■ **EXERCISE DESCRIPTION**
Update the records below by replacing every occurrence of "one point per instance" with "one point for each instance", leaving everything else unchanged, and write them out again without the pictures.

■ **RECORDS TO USE**
^^^^^^^^^^^^^^^^
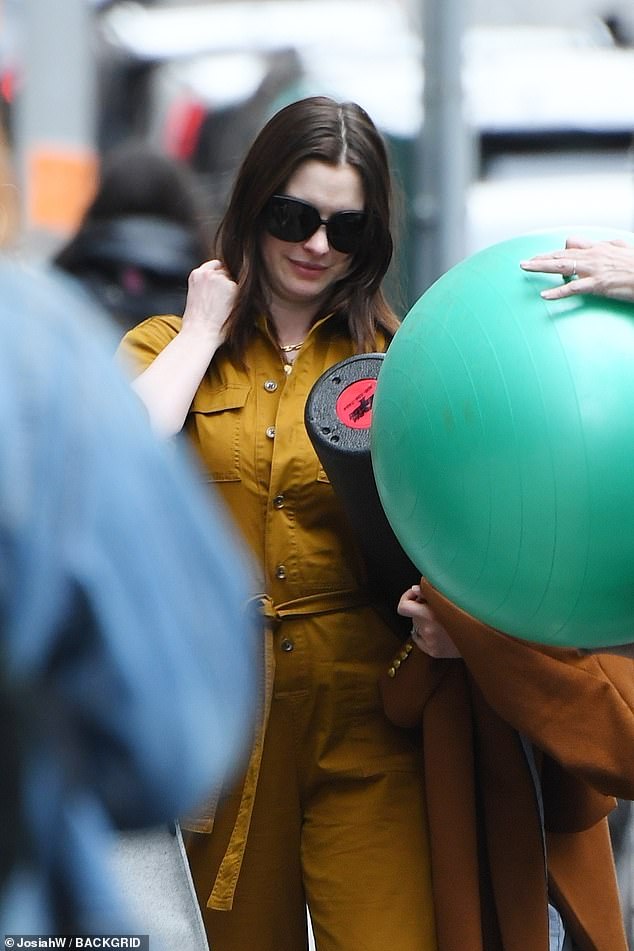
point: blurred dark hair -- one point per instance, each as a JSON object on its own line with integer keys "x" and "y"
{"x": 140, "y": 237}
{"x": 316, "y": 128}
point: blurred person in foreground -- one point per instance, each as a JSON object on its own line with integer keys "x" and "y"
{"x": 330, "y": 812}
{"x": 600, "y": 268}
{"x": 140, "y": 237}
{"x": 122, "y": 606}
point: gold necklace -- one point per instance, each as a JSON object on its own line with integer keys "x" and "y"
{"x": 292, "y": 347}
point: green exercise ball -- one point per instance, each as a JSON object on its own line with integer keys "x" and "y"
{"x": 502, "y": 443}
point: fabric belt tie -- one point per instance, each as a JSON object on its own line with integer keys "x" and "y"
{"x": 223, "y": 891}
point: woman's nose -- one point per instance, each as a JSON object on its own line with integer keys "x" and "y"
{"x": 318, "y": 241}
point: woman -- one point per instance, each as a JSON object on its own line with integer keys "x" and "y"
{"x": 330, "y": 813}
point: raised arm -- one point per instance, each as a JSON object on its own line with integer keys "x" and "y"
{"x": 168, "y": 385}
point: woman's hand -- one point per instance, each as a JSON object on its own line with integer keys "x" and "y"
{"x": 428, "y": 635}
{"x": 601, "y": 268}
{"x": 211, "y": 295}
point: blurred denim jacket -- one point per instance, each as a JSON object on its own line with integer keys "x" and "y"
{"x": 128, "y": 663}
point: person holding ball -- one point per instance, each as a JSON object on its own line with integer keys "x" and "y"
{"x": 525, "y": 747}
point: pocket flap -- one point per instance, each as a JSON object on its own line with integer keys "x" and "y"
{"x": 220, "y": 398}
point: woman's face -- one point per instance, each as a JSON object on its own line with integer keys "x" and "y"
{"x": 301, "y": 273}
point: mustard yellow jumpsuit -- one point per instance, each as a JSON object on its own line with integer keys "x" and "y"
{"x": 330, "y": 813}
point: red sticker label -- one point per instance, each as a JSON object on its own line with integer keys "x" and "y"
{"x": 354, "y": 406}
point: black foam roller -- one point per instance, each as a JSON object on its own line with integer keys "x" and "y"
{"x": 338, "y": 415}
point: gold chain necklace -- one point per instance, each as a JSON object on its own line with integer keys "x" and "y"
{"x": 291, "y": 348}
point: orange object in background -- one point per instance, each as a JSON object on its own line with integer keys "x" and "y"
{"x": 61, "y": 183}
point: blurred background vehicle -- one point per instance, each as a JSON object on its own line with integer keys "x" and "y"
{"x": 547, "y": 112}
{"x": 548, "y": 125}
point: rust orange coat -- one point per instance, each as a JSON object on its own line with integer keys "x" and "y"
{"x": 487, "y": 849}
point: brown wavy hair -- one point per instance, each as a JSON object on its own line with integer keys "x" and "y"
{"x": 322, "y": 129}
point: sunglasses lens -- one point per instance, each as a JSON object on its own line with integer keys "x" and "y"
{"x": 345, "y": 230}
{"x": 290, "y": 219}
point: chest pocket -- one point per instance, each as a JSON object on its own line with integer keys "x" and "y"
{"x": 214, "y": 425}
^^^^^^^^^^^^^^^^
■ **TASK RESPONSE**
point: blurred dark hair -- one point for each instance, each as a JSON object on its own line with integer keys "x" and "y"
{"x": 140, "y": 237}
{"x": 316, "y": 128}
point: blurred person in foreground -- one point for each instance, each as a JSON object on its own line with integer keys "x" and "y"
{"x": 330, "y": 812}
{"x": 600, "y": 268}
{"x": 140, "y": 237}
{"x": 122, "y": 606}
point: gold necklace -- one point for each instance, each as a JSON object on its own line with integer keys "x" and "y"
{"x": 292, "y": 347}
point: green exercise ball -- one point for each instance, each as a JSON object on its own line with integer keys "x" and "y"
{"x": 502, "y": 443}
point: fabric belt tie -- one point for each instance, each as a JSON object on its own line with integer keys "x" and "y"
{"x": 223, "y": 891}
point: woman's nose -- one point for each instance, each as a JSON object on its own line with integer keys "x" and "y"
{"x": 318, "y": 241}
point: woman -- one point for each instance, each as a JSON object on its own line with integer keys "x" and "y"
{"x": 330, "y": 813}
point: raised arm -- one point for each instance, each as a JSON object on its own line with integer keys "x" and "y"
{"x": 168, "y": 385}
point: woman's hand -- one point for each instance, each as a JSON object on its own line with integer keys "x" and "y"
{"x": 428, "y": 635}
{"x": 601, "y": 268}
{"x": 211, "y": 295}
point: blurred denim jacket -- one point for each instance, each as a JSON object on its own line with integer keys "x" and "y"
{"x": 128, "y": 663}
point: person holding ball -- one point for each instance, each as a JSON object on its own line with integer keys "x" and "y"
{"x": 525, "y": 747}
point: pocket flap -- one point for each instance, each as a JSON object on its own line with integer keys "x" and "y"
{"x": 220, "y": 398}
point: woman's face -- one point for each instance, each as a JSON object on its own line with integer keys "x" and "y"
{"x": 301, "y": 273}
point: mustard yellow jumpsuit -- one point for each instance, each as a JSON object on its own line with integer keys "x" and "y"
{"x": 330, "y": 813}
point: red sticker label -- one point for each instance, each as a JSON object on its own line with integer keys "x" and "y"
{"x": 354, "y": 406}
point: black foam roller -- one point for each instance, each as a JSON object on its own line with integer keys "x" and "y"
{"x": 338, "y": 415}
point: gold chain necklace -- one point for each instance, each as a JSON object on its own line with integer keys "x" and "y"
{"x": 291, "y": 348}
point: orange object in background -- one point for each instance, each as a JSON object on its own line with integer keys "x" and "y"
{"x": 61, "y": 183}
point: blurred background vehicle -- one point for each instance, each as a JSON object on its own line with integer keys "x" and "y"
{"x": 547, "y": 112}
{"x": 548, "y": 125}
point: rust orange coat -- one point for each instance, each as a JSON object on its own line with integer keys "x" and "y"
{"x": 487, "y": 849}
point: brown wavy hair -- one point for each instance, each as a JSON object on its own line with integer keys "x" and "y"
{"x": 322, "y": 129}
point: sunglasses lens -- one point for each instance, each as a JSON object on its own line with integer keys "x" and "y"
{"x": 345, "y": 230}
{"x": 290, "y": 219}
point: chest pocket -- one point for each instance, each as a JSON object on its own line with integer keys "x" and "y"
{"x": 214, "y": 425}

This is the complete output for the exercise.